## START Data section

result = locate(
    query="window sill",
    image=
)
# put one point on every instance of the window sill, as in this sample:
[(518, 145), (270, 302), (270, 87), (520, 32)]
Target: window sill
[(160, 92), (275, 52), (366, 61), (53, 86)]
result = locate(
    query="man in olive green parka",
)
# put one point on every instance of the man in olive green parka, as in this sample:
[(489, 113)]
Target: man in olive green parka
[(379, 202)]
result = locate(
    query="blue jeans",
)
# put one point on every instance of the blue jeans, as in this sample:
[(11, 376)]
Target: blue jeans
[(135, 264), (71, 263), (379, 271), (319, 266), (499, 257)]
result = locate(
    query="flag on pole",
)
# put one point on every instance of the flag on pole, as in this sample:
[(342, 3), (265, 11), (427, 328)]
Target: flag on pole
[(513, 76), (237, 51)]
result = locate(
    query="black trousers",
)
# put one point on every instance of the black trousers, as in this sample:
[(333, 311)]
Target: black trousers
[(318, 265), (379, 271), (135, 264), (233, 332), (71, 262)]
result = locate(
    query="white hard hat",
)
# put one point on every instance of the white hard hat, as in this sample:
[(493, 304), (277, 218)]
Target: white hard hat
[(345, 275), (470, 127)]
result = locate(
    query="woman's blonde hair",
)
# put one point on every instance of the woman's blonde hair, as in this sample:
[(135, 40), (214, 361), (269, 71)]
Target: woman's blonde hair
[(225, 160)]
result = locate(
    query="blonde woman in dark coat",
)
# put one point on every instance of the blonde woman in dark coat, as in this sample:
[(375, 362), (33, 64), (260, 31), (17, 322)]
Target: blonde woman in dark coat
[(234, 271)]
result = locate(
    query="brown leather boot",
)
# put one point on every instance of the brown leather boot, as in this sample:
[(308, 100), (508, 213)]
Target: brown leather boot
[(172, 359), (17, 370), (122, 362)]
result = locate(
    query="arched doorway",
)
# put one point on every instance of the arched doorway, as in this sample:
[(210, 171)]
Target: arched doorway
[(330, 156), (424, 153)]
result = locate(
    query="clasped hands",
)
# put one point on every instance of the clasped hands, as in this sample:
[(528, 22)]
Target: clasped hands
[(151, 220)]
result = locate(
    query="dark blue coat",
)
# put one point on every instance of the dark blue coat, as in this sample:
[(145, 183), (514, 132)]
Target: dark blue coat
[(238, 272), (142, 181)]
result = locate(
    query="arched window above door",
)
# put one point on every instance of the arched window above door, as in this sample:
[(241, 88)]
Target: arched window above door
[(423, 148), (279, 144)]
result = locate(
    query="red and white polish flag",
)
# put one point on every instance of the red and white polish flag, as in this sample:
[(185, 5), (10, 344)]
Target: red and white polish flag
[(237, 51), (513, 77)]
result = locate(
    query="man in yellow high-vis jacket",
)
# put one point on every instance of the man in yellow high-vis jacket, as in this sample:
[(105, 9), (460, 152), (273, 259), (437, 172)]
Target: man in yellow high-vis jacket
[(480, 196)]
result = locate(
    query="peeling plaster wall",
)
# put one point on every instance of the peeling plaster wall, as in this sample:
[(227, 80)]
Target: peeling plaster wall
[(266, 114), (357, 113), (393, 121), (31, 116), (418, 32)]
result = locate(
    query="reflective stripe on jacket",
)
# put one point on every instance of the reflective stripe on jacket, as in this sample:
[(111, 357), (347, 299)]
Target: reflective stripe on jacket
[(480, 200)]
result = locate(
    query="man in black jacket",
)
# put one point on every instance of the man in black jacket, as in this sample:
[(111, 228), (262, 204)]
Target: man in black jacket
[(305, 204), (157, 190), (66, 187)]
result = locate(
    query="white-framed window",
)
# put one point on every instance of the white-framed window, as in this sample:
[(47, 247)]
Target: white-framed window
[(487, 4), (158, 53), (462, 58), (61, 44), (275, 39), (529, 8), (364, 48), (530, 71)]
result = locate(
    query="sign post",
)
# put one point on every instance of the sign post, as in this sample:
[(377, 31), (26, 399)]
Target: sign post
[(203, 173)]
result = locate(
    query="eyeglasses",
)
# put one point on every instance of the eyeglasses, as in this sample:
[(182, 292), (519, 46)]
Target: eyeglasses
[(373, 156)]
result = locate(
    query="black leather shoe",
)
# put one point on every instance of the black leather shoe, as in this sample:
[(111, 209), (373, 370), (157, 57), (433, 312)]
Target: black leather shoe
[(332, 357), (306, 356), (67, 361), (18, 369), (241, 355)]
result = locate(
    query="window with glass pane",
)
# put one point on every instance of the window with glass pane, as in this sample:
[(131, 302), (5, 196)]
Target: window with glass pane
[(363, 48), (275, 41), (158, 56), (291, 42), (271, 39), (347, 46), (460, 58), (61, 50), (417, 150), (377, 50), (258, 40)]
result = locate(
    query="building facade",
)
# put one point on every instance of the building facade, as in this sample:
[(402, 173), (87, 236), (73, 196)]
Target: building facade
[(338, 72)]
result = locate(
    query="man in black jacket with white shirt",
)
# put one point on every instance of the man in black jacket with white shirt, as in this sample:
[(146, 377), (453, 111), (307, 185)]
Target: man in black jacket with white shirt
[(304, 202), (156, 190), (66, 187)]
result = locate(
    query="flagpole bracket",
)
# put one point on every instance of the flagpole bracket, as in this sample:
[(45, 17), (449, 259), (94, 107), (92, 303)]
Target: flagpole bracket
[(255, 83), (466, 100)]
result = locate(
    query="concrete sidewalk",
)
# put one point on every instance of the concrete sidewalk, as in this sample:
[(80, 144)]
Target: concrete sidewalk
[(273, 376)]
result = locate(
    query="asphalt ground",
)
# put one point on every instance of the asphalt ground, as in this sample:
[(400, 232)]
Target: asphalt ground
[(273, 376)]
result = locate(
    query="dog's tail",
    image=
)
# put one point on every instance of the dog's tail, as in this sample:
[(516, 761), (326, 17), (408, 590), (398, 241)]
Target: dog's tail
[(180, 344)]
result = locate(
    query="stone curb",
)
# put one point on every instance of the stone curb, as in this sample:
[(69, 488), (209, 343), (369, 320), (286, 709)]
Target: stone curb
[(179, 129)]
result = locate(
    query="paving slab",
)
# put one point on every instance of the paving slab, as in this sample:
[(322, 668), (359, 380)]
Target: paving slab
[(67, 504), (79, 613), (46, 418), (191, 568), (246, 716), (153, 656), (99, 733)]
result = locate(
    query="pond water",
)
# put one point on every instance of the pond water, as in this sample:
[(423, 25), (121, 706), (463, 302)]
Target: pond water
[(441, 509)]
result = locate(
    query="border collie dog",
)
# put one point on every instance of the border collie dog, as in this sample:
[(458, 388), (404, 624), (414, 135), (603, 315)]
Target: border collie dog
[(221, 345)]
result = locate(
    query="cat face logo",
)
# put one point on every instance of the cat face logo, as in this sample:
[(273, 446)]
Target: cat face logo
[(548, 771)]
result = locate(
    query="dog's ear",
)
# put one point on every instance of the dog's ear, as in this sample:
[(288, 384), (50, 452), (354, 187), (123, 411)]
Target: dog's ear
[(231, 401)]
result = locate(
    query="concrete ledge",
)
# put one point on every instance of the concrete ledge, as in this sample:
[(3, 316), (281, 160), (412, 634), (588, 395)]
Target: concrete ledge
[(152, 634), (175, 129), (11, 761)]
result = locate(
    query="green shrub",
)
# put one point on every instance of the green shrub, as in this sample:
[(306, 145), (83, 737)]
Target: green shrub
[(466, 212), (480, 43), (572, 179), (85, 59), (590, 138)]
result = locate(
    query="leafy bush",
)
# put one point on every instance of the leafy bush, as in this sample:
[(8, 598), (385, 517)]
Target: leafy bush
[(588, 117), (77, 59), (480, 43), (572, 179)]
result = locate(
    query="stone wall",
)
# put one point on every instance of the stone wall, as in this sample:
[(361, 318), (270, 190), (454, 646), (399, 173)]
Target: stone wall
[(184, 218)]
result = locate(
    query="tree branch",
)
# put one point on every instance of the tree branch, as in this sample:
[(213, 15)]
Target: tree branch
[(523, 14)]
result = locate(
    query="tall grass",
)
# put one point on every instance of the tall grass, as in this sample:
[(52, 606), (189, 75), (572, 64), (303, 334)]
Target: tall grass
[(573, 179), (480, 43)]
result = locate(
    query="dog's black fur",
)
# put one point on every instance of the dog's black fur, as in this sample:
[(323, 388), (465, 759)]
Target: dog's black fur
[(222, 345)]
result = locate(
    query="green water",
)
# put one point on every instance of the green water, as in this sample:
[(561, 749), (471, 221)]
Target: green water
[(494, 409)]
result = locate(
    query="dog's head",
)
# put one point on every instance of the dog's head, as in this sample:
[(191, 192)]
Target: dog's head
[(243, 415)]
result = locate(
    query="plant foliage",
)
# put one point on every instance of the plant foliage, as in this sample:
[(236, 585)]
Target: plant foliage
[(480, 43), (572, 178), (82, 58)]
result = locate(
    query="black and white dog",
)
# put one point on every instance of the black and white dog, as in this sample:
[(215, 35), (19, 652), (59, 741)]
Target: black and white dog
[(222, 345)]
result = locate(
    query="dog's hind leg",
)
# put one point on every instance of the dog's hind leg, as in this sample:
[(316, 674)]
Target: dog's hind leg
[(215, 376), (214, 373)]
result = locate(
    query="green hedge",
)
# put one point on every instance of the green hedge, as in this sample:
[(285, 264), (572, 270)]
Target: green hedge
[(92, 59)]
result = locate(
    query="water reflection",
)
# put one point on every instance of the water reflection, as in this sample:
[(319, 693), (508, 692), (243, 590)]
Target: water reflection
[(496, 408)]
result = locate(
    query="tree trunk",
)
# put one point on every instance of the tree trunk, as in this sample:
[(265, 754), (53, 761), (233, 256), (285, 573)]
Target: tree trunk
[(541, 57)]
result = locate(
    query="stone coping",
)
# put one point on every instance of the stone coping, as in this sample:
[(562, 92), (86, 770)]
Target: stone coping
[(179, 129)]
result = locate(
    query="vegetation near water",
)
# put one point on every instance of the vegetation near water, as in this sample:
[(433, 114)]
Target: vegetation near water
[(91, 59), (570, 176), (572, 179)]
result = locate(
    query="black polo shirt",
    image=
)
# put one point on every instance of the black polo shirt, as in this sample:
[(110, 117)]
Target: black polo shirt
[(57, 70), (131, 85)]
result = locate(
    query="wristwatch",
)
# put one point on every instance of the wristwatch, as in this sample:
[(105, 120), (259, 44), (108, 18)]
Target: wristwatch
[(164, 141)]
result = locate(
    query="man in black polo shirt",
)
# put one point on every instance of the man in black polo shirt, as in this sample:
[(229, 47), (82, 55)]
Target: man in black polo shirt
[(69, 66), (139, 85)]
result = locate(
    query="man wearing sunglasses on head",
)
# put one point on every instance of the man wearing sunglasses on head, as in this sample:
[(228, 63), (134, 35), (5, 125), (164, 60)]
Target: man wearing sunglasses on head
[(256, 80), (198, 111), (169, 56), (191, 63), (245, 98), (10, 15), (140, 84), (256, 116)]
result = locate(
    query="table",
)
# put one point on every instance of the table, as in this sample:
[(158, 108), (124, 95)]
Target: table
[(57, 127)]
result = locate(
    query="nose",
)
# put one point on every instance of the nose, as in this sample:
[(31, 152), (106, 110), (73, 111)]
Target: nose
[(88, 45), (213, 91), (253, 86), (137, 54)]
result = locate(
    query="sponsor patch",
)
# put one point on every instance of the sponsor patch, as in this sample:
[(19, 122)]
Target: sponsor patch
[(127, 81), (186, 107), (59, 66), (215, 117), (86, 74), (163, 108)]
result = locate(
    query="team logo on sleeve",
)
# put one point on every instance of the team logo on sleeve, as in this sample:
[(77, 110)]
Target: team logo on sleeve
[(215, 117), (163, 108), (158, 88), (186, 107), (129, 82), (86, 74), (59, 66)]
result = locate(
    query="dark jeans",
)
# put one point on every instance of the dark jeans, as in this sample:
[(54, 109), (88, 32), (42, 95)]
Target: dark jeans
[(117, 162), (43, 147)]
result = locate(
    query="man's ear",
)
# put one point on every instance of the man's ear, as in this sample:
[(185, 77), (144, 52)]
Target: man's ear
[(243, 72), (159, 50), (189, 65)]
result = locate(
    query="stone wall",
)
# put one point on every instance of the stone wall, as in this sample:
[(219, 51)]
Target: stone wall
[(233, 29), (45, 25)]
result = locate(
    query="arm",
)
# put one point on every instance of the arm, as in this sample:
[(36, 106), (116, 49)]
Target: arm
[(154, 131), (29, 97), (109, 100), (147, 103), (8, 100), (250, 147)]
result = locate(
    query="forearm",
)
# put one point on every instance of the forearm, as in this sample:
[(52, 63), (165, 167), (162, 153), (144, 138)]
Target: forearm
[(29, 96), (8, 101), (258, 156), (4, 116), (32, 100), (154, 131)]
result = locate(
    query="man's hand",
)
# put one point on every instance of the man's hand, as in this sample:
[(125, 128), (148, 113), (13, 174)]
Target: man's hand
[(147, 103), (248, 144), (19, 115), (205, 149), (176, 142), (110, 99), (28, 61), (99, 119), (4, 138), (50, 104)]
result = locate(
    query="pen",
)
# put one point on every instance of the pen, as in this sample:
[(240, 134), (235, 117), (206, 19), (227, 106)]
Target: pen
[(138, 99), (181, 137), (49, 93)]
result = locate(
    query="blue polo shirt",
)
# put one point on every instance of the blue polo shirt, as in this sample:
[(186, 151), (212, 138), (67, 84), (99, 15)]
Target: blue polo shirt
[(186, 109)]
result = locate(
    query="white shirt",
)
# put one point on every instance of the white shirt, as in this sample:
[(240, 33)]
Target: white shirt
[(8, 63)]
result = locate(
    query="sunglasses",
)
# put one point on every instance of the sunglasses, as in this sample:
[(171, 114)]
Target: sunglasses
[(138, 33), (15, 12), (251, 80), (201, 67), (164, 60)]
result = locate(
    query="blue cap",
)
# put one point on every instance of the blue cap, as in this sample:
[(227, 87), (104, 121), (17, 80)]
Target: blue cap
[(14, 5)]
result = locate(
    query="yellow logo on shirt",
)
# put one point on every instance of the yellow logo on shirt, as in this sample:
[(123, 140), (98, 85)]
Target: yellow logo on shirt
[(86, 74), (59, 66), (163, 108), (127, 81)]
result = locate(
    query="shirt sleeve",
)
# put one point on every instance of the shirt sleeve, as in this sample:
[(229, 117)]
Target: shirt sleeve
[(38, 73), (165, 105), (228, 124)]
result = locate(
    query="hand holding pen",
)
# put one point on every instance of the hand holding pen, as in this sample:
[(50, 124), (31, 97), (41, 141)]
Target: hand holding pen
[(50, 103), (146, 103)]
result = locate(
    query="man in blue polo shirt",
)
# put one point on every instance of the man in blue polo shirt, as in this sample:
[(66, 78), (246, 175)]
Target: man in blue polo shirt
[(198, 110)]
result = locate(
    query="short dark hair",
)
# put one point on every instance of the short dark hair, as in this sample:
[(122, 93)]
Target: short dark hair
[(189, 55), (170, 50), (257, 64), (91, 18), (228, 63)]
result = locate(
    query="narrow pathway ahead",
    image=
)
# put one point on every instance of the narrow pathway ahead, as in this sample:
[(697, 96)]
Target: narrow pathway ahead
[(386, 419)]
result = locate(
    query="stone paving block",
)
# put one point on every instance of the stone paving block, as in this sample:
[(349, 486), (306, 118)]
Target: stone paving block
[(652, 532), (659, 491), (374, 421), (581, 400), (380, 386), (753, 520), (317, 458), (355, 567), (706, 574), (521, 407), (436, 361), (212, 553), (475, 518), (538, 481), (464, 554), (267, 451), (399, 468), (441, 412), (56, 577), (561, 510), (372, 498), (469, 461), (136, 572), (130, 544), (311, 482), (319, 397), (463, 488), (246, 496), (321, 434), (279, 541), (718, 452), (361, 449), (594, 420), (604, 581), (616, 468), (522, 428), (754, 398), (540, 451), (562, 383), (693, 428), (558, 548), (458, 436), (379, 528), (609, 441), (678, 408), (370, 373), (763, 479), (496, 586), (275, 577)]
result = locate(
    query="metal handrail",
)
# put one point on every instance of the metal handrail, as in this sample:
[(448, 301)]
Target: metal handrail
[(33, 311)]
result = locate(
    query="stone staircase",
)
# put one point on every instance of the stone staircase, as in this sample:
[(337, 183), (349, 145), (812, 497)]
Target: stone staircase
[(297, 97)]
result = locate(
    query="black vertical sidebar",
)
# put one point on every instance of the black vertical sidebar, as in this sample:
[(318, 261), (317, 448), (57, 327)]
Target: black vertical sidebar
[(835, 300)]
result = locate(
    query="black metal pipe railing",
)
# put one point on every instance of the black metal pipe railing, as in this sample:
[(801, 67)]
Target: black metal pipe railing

## END Data section

Aim of the exercise:
Put the stretch of the listing from its first line through the line containing "[(379, 202)]" into a numbered list, leaving out any blank lines.

Result:
1. result = locate(
2.     query="window sill",
3.     image=
4. )
5. # put one point on every instance of the window sill, as in this sample:
6. [(518, 145), (270, 302), (270, 87), (520, 32)]
7. Target: window sill
8. [(160, 92), (275, 52), (366, 61), (53, 86)]
9. result = locate(
10.     query="man in olive green parka",
11. )
12. # put one point on every instance of the man in olive green parka, as in this sample:
13. [(489, 113)]
14. Target: man in olive green parka
15. [(379, 202)]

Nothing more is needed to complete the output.